-- Begin The input --
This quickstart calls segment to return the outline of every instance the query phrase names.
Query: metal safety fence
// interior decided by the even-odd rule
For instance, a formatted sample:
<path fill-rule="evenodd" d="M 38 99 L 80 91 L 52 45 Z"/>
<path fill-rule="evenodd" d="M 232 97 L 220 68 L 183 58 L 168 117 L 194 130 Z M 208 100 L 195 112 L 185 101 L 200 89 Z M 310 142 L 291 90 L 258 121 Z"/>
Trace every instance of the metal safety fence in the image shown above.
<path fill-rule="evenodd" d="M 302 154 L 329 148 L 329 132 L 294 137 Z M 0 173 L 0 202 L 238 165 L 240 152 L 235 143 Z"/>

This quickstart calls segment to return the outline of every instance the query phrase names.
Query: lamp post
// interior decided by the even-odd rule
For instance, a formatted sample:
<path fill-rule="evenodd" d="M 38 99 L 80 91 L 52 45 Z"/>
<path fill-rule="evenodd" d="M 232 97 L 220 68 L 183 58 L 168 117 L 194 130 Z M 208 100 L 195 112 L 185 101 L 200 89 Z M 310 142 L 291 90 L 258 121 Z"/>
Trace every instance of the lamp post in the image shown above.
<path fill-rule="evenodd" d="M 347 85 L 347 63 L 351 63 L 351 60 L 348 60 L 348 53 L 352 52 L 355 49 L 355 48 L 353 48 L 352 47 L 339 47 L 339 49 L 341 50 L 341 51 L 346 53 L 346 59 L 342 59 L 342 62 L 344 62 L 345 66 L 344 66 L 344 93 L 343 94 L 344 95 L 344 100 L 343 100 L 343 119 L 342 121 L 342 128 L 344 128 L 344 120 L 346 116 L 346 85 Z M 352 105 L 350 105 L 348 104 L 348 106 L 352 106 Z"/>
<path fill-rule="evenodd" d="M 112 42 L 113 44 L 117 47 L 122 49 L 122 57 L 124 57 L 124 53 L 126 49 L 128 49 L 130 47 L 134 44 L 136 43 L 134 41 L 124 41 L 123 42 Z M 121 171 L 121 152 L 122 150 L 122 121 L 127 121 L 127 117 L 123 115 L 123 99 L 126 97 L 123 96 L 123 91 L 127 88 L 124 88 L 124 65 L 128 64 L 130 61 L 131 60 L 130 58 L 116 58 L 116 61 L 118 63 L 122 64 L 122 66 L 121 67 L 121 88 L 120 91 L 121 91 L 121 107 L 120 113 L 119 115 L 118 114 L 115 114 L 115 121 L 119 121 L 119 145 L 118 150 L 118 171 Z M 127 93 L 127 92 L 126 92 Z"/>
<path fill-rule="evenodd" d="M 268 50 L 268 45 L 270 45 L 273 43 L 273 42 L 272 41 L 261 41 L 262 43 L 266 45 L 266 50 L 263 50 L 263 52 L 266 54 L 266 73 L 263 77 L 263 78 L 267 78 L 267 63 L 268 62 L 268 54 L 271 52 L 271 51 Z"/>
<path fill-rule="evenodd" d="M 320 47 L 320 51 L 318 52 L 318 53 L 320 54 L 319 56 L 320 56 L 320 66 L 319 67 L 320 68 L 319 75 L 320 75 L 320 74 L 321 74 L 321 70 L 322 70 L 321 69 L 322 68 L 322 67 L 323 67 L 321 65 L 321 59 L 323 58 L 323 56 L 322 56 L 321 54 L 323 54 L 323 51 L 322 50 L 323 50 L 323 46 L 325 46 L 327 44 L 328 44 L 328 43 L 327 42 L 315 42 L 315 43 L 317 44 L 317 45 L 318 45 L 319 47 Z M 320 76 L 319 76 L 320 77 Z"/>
-- End The input --
§ Prompt
Render the entries from the beginning through the line containing "302 154 L 329", inclusive, as a two-column CSV with the header entry_text,answer. Give one row per entry, with its text and its answer each in a single quoted field and line breaks replaced by spaces.

§ Task answer
entry_text,answer
"This quickstart calls segment to return the outline of every instance the query phrase names. Query: metal safety fence // interior decided by the even-odd rule For instance, a formatted sample: <path fill-rule=""evenodd"" d=""M 38 99 L 80 91 L 52 45 Z""/> <path fill-rule=""evenodd"" d=""M 232 97 L 220 68 L 183 58 L 168 117 L 194 130 Z M 208 100 L 195 112 L 185 101 L 200 89 Z M 310 142 L 291 90 L 258 121 Z""/> Trace every instance of the metal safety fence in the image shown above.","<path fill-rule=""evenodd"" d=""M 302 154 L 329 148 L 329 132 L 294 137 Z M 0 173 L 0 202 L 238 165 L 240 152 L 235 143 Z""/>"